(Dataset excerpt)
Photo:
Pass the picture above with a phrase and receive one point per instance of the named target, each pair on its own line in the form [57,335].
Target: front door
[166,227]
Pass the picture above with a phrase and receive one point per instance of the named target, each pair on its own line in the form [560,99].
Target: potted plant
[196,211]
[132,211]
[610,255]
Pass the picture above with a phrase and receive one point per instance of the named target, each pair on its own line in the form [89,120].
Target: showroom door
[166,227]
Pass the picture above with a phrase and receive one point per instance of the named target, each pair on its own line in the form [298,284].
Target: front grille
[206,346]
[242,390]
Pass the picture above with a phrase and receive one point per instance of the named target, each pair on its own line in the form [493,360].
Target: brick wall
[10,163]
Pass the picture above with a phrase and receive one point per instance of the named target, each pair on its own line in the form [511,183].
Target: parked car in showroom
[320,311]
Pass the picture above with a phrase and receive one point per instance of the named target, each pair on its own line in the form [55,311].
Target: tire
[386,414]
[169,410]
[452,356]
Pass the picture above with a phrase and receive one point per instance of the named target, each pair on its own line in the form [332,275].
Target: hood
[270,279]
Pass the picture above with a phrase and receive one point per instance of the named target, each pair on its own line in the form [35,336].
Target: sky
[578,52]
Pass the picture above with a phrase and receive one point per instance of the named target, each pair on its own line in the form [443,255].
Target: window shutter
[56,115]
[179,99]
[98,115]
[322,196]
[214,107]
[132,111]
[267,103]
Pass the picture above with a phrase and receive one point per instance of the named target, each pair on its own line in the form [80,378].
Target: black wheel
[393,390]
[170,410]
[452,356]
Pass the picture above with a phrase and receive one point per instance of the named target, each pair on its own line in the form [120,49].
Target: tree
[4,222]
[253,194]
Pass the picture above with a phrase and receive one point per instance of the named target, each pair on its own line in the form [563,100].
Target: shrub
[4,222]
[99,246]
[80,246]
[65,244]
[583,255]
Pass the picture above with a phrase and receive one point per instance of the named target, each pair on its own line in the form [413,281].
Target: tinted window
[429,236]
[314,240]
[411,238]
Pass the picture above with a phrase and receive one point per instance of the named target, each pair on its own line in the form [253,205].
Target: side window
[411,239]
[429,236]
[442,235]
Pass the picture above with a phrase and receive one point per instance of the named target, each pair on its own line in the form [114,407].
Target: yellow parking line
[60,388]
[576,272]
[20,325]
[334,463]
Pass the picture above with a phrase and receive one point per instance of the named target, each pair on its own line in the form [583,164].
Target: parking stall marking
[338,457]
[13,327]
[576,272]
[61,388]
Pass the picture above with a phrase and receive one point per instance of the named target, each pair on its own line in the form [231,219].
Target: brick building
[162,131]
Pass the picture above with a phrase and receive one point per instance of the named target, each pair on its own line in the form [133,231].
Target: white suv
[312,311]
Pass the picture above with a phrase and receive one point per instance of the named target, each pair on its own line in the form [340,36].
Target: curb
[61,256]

» **WHAT IS NEEDED**
Reproduce exactly, with nothing added, the lines from the one that contains "the form [80,378]." to the end of the data.

» **SOLUTION TO THIS EXERCISE**
Pass the picture above with a phrase and receive one point per instance of the named target, each pair on its own line in the form [80,378].
Target: black wheel
[393,390]
[170,410]
[452,356]
Pass the picture above with a phrase and receive one point per instance of the named target, each pair on its own line in the form [120,49].
Target: tree
[4,222]
[253,194]
Pass the picture above with a phrase and receive one point per instance of the named target, each pair on its own line in the form [563,100].
Target: shrub
[4,222]
[99,246]
[80,246]
[65,244]
[583,255]
Pass the picture above with a phrase and receive one point per instance of the named target, each pair on its own line in the form [413,281].
Target: tinted window
[429,236]
[314,240]
[411,238]
Pass the picture above with a phrase and receive one point per instance of the named target, each pair on its own line in the form [253,205].
Target: side window
[411,239]
[429,236]
[442,235]
Pass the picture above with a phrase and receive one point per instance of the named target, each pair on its own line in the form [114,407].
Target: yellow parking line
[60,388]
[576,272]
[20,325]
[334,463]
Pass the picture above with a phrase and receive one point per instance of the named target, each pair on its own line in the form [583,164].
Target: parking stall marking
[338,457]
[13,327]
[576,272]
[61,388]
Pass the picture above with a phrase and receive one point per instance of the named target, each pair on its own line in the form [231,219].
Target: brick building
[162,131]
Pass the picture above with a phrase and receive one point per instance of the named target, each pair on its own line in the form [133,231].
Target: white suv
[312,311]
Pass the picture above with a phrase and receive one point per instance of the named target, each pair on its own line in the form [340,36].
Target: curb
[61,256]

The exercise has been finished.